::: EXERCISE INPUT :::

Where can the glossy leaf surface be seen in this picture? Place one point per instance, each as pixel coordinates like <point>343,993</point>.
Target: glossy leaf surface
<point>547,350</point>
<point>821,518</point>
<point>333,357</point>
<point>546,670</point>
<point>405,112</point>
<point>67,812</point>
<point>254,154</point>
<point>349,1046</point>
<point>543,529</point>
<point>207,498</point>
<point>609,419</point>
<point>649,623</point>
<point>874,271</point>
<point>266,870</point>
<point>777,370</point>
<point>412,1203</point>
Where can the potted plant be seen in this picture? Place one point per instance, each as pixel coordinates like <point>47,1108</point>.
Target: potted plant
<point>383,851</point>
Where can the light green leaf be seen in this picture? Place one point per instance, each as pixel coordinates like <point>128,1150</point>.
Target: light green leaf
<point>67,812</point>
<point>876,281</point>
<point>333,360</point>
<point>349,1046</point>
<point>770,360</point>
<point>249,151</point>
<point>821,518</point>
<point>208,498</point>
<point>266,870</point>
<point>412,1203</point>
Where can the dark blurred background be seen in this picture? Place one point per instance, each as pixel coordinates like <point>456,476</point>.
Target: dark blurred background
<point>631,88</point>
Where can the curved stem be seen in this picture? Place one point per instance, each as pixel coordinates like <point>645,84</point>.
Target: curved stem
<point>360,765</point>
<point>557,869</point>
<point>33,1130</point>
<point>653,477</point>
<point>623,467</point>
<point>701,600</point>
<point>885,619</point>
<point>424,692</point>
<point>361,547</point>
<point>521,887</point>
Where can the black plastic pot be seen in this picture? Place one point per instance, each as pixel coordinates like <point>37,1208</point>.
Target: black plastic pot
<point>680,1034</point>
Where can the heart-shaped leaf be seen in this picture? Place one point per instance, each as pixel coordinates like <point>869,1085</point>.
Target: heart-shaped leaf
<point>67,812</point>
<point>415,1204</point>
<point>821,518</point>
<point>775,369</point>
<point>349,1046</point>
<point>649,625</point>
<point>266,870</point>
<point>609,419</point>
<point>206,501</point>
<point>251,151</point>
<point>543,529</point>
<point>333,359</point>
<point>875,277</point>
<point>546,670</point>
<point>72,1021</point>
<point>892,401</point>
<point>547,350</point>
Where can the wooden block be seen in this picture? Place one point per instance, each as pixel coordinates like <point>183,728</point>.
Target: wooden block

:::

EXERCISE
When the word "block" shows up in a line of the entries, report that line.

OUTPUT FOR THIS EXERCISE
Where can the wooden block be seen in this picture? Place one point per instance, each as pixel coordinates like <point>183,728</point>.
Target: wooden block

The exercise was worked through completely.